Rewrite the listing from the line with "[mask] gray carpet lane -> every instance" to the line with "220 178 L 226", substituting "rug" for "carpet" and leaving everything else unchanged.
**** Information shown ****
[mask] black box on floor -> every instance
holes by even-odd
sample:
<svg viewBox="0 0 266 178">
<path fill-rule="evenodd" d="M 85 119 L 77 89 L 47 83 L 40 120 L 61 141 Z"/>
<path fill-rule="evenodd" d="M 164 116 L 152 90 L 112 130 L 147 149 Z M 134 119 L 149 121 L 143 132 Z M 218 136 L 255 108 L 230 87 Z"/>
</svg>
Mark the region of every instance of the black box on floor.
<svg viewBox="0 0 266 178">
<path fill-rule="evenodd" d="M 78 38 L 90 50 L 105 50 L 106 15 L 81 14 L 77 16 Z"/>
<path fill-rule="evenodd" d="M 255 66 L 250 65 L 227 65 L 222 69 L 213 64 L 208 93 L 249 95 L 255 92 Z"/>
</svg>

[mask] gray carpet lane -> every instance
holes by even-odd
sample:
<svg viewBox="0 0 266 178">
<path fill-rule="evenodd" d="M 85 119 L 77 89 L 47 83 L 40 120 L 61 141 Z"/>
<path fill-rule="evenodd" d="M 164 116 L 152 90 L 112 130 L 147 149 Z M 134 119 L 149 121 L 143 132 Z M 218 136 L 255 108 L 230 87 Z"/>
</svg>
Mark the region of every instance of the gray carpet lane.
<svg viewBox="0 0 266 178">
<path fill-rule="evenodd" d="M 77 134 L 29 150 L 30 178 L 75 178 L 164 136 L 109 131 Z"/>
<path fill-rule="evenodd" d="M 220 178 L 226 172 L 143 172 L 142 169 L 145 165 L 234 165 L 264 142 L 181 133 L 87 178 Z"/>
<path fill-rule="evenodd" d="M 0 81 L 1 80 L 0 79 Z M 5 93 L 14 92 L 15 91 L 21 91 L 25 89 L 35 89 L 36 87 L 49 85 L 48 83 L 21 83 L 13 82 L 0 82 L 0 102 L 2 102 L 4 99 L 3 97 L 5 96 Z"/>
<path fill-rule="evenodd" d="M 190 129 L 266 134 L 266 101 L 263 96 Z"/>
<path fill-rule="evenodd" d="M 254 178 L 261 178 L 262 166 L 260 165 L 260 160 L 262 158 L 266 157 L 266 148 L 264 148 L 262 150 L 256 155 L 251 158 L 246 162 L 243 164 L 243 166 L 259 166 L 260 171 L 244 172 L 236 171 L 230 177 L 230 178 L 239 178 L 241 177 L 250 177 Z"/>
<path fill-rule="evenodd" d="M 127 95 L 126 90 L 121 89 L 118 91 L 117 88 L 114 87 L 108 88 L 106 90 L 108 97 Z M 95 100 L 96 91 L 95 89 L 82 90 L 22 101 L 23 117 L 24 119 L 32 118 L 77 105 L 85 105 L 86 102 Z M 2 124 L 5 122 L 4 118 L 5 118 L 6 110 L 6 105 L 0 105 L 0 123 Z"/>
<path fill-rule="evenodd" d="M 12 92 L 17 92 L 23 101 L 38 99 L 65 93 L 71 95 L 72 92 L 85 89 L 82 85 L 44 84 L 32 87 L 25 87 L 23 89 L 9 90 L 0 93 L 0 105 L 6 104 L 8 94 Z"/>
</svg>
****
[Right answer]:
[mask] gray rug lane -> every instance
holes by even-odd
sample:
<svg viewBox="0 0 266 178">
<path fill-rule="evenodd" d="M 85 119 L 77 89 L 47 83 L 40 120 L 61 141 Z"/>
<path fill-rule="evenodd" d="M 164 116 L 152 90 L 112 130 L 147 149 Z M 134 119 L 149 121 L 143 132 Z M 218 136 L 255 108 L 230 87 Z"/>
</svg>
Mark the region of every instance of the gray rug lane.
<svg viewBox="0 0 266 178">
<path fill-rule="evenodd" d="M 77 134 L 29 150 L 30 178 L 75 178 L 164 136 L 109 131 Z"/>
<path fill-rule="evenodd" d="M 220 178 L 226 172 L 143 172 L 142 169 L 145 165 L 234 165 L 264 142 L 181 133 L 87 178 Z"/>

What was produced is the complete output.